[Data for this task Boundary: Start]

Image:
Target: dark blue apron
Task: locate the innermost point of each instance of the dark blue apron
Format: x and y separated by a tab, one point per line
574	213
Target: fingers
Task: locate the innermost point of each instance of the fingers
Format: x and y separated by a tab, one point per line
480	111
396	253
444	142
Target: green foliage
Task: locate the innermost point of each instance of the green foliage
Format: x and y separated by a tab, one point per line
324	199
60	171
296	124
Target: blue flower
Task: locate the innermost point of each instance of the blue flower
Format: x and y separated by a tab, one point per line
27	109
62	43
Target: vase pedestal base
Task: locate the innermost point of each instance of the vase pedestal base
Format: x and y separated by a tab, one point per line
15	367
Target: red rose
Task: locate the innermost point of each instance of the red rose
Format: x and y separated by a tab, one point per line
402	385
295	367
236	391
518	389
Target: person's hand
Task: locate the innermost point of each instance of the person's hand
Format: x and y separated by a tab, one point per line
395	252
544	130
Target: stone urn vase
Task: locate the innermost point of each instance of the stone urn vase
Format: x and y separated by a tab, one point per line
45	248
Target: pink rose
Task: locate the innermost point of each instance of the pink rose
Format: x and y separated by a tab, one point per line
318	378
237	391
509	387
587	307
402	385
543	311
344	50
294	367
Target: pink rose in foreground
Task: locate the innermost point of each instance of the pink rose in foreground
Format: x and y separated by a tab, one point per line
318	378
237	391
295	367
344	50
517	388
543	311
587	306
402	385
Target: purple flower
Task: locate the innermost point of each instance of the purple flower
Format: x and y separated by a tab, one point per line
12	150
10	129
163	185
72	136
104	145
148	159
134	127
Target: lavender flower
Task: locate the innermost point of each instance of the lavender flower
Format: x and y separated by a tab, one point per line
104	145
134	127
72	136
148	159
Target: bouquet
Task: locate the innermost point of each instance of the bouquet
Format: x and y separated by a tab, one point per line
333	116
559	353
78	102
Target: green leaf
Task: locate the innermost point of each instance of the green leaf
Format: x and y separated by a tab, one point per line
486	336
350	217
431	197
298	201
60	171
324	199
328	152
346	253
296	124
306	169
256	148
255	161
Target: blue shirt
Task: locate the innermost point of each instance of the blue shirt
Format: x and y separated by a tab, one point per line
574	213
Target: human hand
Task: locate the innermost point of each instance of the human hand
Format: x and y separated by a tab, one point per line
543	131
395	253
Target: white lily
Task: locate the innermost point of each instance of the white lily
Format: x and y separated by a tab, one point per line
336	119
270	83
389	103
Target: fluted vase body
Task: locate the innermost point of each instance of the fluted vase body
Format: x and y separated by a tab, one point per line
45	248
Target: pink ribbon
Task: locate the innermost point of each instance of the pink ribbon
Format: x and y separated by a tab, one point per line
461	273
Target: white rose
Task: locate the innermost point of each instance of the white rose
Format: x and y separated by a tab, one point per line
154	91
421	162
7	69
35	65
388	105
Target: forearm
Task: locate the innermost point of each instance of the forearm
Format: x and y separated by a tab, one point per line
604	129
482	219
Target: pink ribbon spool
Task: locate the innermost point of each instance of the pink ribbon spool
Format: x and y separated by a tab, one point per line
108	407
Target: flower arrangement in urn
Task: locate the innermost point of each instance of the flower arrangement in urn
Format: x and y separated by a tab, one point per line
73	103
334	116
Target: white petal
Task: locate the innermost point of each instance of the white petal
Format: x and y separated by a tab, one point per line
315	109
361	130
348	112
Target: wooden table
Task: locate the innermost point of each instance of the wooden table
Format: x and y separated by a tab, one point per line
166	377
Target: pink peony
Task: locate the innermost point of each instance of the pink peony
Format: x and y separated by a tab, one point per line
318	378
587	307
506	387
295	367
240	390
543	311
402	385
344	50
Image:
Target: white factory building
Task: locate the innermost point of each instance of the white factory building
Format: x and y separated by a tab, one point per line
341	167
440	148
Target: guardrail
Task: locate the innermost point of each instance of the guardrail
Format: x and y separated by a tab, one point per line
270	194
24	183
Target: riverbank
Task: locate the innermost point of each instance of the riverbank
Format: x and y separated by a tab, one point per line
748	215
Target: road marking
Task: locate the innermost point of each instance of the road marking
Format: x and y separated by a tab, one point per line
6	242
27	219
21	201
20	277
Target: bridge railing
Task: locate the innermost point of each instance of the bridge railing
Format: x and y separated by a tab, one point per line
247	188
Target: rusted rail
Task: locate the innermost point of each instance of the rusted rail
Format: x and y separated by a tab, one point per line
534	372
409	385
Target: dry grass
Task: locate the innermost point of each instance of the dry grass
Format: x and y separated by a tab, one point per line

[Data for this task Boundary: End]

> Work required:
Looking at the data above, return every line from the one with "Target: blue flower" down to the one with "Target: vase pedestal base", exactly and inclusively.

> Result of the task:
Target: blue flower
Task: locate the innermost point of each instance of the blue flower
Format: x and y separated by a tab, one point per line
27	109
62	43
Target: vase pedestal base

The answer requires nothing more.